## DESCRIPTION OF THE TASK
Filter the listing below down to the lines holding the word "canopy", and copy those lines.

= Beginning of Section =

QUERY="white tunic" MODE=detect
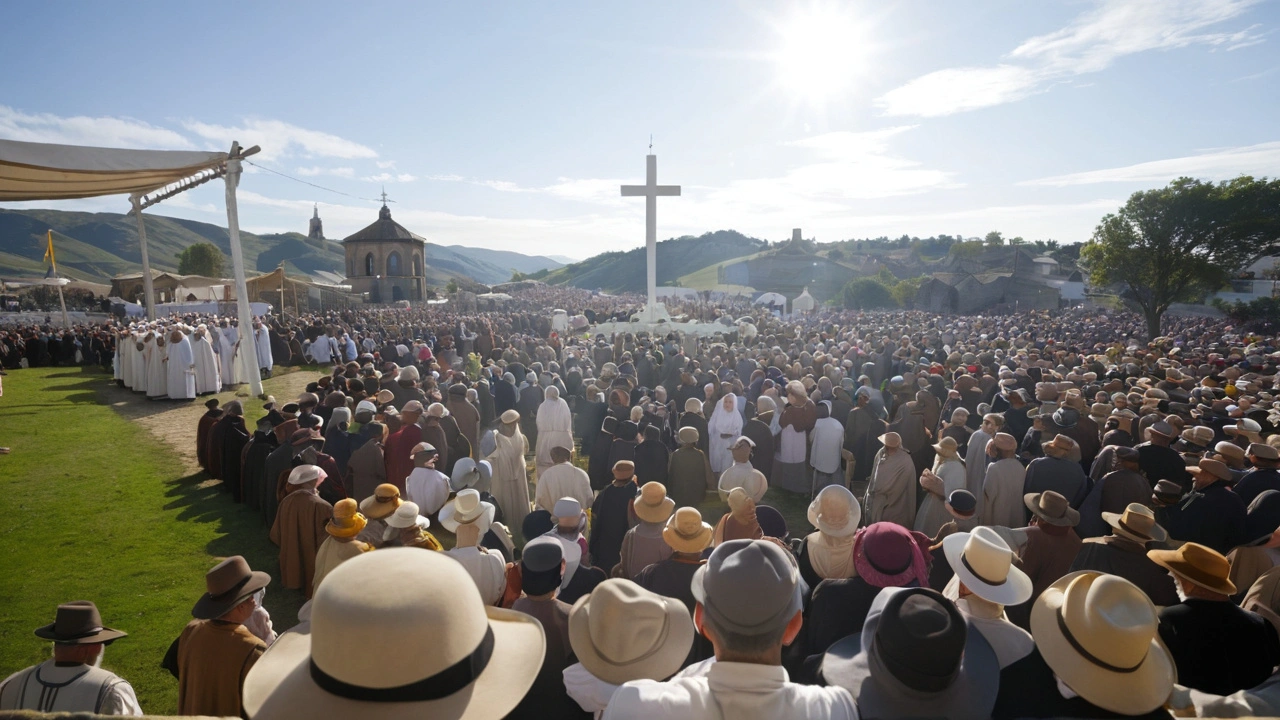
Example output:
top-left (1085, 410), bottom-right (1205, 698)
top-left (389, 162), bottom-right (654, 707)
top-left (219, 326), bottom-right (244, 385)
top-left (0, 661), bottom-right (143, 715)
top-left (253, 325), bottom-right (273, 370)
top-left (191, 333), bottom-right (221, 395)
top-left (145, 339), bottom-right (167, 398)
top-left (534, 395), bottom-right (575, 478)
top-left (446, 546), bottom-right (508, 605)
top-left (166, 334), bottom-right (196, 400)
top-left (405, 467), bottom-right (451, 515)
top-left (535, 462), bottom-right (595, 513)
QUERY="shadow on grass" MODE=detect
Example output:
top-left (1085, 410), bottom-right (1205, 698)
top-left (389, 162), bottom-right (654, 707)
top-left (161, 469), bottom-right (307, 630)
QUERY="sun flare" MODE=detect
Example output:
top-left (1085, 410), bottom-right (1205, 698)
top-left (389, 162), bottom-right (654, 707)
top-left (774, 5), bottom-right (870, 105)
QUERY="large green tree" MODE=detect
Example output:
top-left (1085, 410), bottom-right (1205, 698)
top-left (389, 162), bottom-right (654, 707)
top-left (841, 277), bottom-right (895, 310)
top-left (176, 242), bottom-right (225, 277)
top-left (1082, 176), bottom-right (1280, 339)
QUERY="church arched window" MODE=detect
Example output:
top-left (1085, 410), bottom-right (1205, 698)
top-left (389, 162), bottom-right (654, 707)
top-left (364, 253), bottom-right (375, 276)
top-left (387, 251), bottom-right (402, 276)
top-left (413, 254), bottom-right (422, 276)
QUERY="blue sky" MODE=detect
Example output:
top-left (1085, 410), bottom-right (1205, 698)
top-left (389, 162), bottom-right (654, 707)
top-left (1, 0), bottom-right (1277, 259)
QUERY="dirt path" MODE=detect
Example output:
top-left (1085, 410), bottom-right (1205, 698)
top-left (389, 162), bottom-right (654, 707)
top-left (100, 370), bottom-right (315, 476)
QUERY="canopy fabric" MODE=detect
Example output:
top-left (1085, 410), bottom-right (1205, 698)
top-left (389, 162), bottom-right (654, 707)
top-left (0, 139), bottom-right (227, 201)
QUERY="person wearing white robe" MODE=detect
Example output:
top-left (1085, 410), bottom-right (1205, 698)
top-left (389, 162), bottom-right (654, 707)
top-left (534, 386), bottom-right (574, 479)
top-left (252, 321), bottom-right (273, 378)
top-left (116, 329), bottom-right (131, 388)
top-left (965, 414), bottom-right (1000, 499)
top-left (113, 328), bottom-right (124, 383)
top-left (219, 323), bottom-right (243, 387)
top-left (165, 330), bottom-right (196, 400)
top-left (915, 438), bottom-right (967, 537)
top-left (809, 401), bottom-right (845, 493)
top-left (191, 326), bottom-right (221, 395)
top-left (705, 393), bottom-right (743, 474)
top-left (981, 434), bottom-right (1027, 529)
top-left (145, 333), bottom-right (168, 399)
top-left (485, 413), bottom-right (530, 542)
top-left (130, 333), bottom-right (147, 392)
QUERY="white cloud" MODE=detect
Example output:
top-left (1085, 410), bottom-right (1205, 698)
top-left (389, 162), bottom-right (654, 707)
top-left (362, 172), bottom-right (417, 183)
top-left (0, 105), bottom-right (194, 149)
top-left (376, 160), bottom-right (397, 169)
top-left (877, 0), bottom-right (1265, 117)
top-left (296, 166), bottom-right (355, 178)
top-left (1022, 141), bottom-right (1280, 186)
top-left (183, 118), bottom-right (377, 162)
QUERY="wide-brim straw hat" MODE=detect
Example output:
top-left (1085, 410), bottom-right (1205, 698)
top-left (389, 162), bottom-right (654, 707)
top-left (634, 482), bottom-right (676, 524)
top-left (878, 432), bottom-right (902, 449)
top-left (243, 549), bottom-right (544, 720)
top-left (1031, 571), bottom-right (1174, 716)
top-left (943, 527), bottom-right (1032, 607)
top-left (1148, 541), bottom-right (1236, 596)
top-left (1101, 503), bottom-right (1167, 544)
top-left (326, 499), bottom-right (367, 539)
top-left (439, 489), bottom-right (496, 535)
top-left (359, 484), bottom-right (402, 520)
top-left (807, 485), bottom-right (861, 538)
top-left (663, 508), bottom-right (713, 554)
top-left (568, 579), bottom-right (694, 686)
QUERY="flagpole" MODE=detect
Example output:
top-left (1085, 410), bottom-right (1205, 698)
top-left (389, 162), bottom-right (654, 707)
top-left (47, 230), bottom-right (70, 327)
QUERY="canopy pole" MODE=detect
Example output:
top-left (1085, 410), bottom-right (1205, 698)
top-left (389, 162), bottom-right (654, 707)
top-left (222, 144), bottom-right (264, 398)
top-left (56, 279), bottom-right (69, 327)
top-left (129, 194), bottom-right (156, 320)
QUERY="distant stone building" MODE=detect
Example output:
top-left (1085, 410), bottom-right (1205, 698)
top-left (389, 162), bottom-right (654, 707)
top-left (718, 229), bottom-right (858, 304)
top-left (342, 199), bottom-right (426, 303)
top-left (308, 204), bottom-right (324, 240)
top-left (915, 271), bottom-right (1060, 314)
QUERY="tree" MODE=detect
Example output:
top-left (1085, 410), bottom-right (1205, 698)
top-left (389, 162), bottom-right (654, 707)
top-left (841, 277), bottom-right (895, 310)
top-left (891, 276), bottom-right (924, 308)
top-left (510, 270), bottom-right (526, 282)
top-left (176, 242), bottom-right (224, 276)
top-left (445, 278), bottom-right (459, 294)
top-left (827, 247), bottom-right (845, 261)
top-left (984, 231), bottom-right (1004, 246)
top-left (1081, 176), bottom-right (1280, 339)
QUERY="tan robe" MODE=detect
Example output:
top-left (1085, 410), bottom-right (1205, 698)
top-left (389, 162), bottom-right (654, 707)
top-left (313, 535), bottom-right (372, 592)
top-left (270, 489), bottom-right (332, 597)
top-left (177, 619), bottom-right (265, 718)
top-left (487, 429), bottom-right (530, 539)
top-left (865, 449), bottom-right (917, 528)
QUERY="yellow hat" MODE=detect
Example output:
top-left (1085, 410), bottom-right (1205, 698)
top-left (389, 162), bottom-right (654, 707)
top-left (327, 499), bottom-right (368, 539)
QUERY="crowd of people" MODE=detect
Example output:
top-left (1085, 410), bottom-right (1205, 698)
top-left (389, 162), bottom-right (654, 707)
top-left (6, 288), bottom-right (1280, 719)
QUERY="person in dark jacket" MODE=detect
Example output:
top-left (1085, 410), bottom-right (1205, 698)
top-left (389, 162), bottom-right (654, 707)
top-left (1235, 442), bottom-right (1280, 506)
top-left (241, 418), bottom-right (279, 513)
top-left (633, 425), bottom-right (669, 487)
top-left (677, 398), bottom-right (710, 456)
top-left (196, 399), bottom-right (223, 471)
top-left (1149, 542), bottom-right (1280, 695)
top-left (588, 461), bottom-right (639, 574)
top-left (1161, 458), bottom-right (1247, 554)
top-left (665, 426), bottom-right (713, 509)
top-left (1069, 503), bottom-right (1178, 607)
top-left (743, 395), bottom-right (777, 481)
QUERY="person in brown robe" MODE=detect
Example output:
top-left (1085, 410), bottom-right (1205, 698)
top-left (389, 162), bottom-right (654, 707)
top-left (169, 556), bottom-right (269, 718)
top-left (1007, 491), bottom-right (1083, 630)
top-left (420, 405), bottom-right (450, 476)
top-left (196, 399), bottom-right (222, 470)
top-left (447, 383), bottom-right (480, 458)
top-left (347, 422), bottom-right (387, 502)
top-left (269, 464), bottom-right (333, 598)
top-left (712, 487), bottom-right (764, 546)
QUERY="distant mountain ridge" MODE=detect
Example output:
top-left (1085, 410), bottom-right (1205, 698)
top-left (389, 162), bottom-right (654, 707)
top-left (0, 208), bottom-right (563, 287)
top-left (531, 230), bottom-right (769, 293)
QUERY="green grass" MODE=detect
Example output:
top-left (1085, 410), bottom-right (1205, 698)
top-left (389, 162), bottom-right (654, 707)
top-left (0, 366), bottom-right (308, 714)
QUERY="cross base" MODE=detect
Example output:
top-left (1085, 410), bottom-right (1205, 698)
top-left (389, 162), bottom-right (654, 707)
top-left (631, 303), bottom-right (671, 324)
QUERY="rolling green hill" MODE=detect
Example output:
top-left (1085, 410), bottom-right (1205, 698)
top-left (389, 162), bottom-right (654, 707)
top-left (533, 230), bottom-right (769, 293)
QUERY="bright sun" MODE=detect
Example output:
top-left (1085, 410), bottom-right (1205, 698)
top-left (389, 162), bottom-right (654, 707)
top-left (774, 5), bottom-right (870, 105)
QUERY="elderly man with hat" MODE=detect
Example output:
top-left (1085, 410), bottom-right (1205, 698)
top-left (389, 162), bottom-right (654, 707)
top-left (819, 586), bottom-right (1000, 718)
top-left (443, 489), bottom-right (507, 605)
top-left (982, 432), bottom-right (1027, 529)
top-left (1161, 458), bottom-right (1248, 554)
top-left (667, 426), bottom-right (714, 509)
top-left (243, 549), bottom-right (544, 720)
top-left (548, 498), bottom-right (608, 604)
top-left (795, 485), bottom-right (861, 591)
top-left (1068, 503), bottom-right (1178, 607)
top-left (1236, 441), bottom-right (1280, 505)
top-left (510, 537), bottom-right (581, 718)
top-left (942, 527), bottom-right (1034, 668)
top-left (744, 394), bottom-right (778, 480)
top-left (717, 436), bottom-right (768, 504)
top-left (356, 482), bottom-right (401, 548)
top-left (590, 460), bottom-right (640, 576)
top-left (1024, 434), bottom-right (1089, 517)
top-left (1096, 445), bottom-right (1153, 518)
top-left (865, 431), bottom-right (917, 529)
top-left (1149, 542), bottom-right (1280, 694)
top-left (616, 482), bottom-right (676, 579)
top-left (844, 387), bottom-right (887, 489)
top-left (1006, 491), bottom-right (1082, 630)
top-left (168, 556), bottom-right (271, 717)
top-left (1138, 419), bottom-right (1192, 492)
top-left (993, 571), bottom-right (1176, 719)
top-left (487, 408), bottom-right (531, 541)
top-left (383, 501), bottom-right (443, 550)
top-left (564, 579), bottom-right (696, 718)
top-left (0, 601), bottom-right (141, 714)
top-left (605, 539), bottom-right (858, 720)
top-left (347, 420), bottom-right (387, 501)
top-left (536, 445), bottom-right (595, 514)
top-left (915, 435), bottom-right (967, 538)
top-left (269, 464), bottom-right (333, 598)
top-left (312, 498), bottom-right (373, 592)
top-left (404, 441), bottom-right (450, 518)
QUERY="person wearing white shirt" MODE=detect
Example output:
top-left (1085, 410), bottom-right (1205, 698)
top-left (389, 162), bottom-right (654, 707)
top-left (404, 443), bottom-right (450, 516)
top-left (603, 540), bottom-right (857, 720)
top-left (444, 522), bottom-right (507, 605)
top-left (717, 437), bottom-right (768, 504)
top-left (941, 526), bottom-right (1035, 668)
top-left (809, 401), bottom-right (845, 493)
top-left (536, 446), bottom-right (595, 513)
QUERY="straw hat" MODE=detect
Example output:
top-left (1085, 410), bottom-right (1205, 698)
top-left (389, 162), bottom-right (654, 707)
top-left (612, 460), bottom-right (636, 481)
top-left (726, 486), bottom-right (754, 514)
top-left (807, 485), bottom-right (861, 538)
top-left (386, 502), bottom-right (429, 531)
top-left (634, 482), bottom-right (676, 524)
top-left (568, 579), bottom-right (694, 686)
top-left (1023, 491), bottom-right (1080, 527)
top-left (677, 426), bottom-right (699, 445)
top-left (878, 432), bottom-right (902, 449)
top-left (663, 507), bottom-right (713, 554)
top-left (34, 601), bottom-right (127, 645)
top-left (359, 484), bottom-right (402, 520)
top-left (242, 549), bottom-right (544, 720)
top-left (1180, 425), bottom-right (1214, 447)
top-left (427, 402), bottom-right (450, 418)
top-left (500, 409), bottom-right (520, 424)
top-left (1031, 571), bottom-right (1174, 716)
top-left (943, 527), bottom-right (1032, 607)
top-left (1101, 503), bottom-right (1167, 544)
top-left (1148, 542), bottom-right (1236, 596)
top-left (326, 499), bottom-right (367, 539)
top-left (192, 556), bottom-right (271, 620)
top-left (931, 435), bottom-right (960, 458)
top-left (438, 489), bottom-right (496, 535)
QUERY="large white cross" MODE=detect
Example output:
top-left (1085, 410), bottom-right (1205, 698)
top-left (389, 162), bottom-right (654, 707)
top-left (621, 154), bottom-right (680, 322)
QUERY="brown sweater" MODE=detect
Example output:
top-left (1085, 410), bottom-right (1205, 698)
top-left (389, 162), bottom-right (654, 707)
top-left (176, 619), bottom-right (265, 717)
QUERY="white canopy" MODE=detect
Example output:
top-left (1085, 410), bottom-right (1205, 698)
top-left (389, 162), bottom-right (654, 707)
top-left (0, 139), bottom-right (227, 201)
top-left (792, 289), bottom-right (816, 313)
top-left (753, 292), bottom-right (787, 306)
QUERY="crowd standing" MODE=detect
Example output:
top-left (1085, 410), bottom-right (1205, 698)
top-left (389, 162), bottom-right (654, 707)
top-left (6, 288), bottom-right (1280, 719)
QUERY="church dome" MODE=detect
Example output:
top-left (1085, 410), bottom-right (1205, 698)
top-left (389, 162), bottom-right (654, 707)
top-left (341, 203), bottom-right (424, 244)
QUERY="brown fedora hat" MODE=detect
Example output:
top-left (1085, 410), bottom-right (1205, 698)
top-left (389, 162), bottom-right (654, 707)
top-left (34, 601), bottom-right (127, 645)
top-left (1024, 491), bottom-right (1080, 527)
top-left (1148, 542), bottom-right (1236, 596)
top-left (192, 556), bottom-right (272, 620)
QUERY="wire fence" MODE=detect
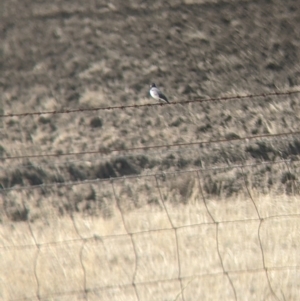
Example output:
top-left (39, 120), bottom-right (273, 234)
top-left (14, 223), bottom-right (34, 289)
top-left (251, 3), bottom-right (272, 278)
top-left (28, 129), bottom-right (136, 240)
top-left (1, 129), bottom-right (300, 162)
top-left (1, 160), bottom-right (300, 301)
top-left (0, 158), bottom-right (297, 192)
top-left (1, 89), bottom-right (300, 300)
top-left (1, 89), bottom-right (300, 118)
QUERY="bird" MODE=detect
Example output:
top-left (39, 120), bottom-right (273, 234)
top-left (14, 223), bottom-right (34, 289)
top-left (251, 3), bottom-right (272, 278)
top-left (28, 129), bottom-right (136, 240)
top-left (149, 83), bottom-right (170, 104)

= End of Section =

## RESPONSE TO THIS TASK
QUERY="canopy fabric" MODE=detect
QUERY="canopy pole" MODE=detect
QUERY="white canopy" MODE=detect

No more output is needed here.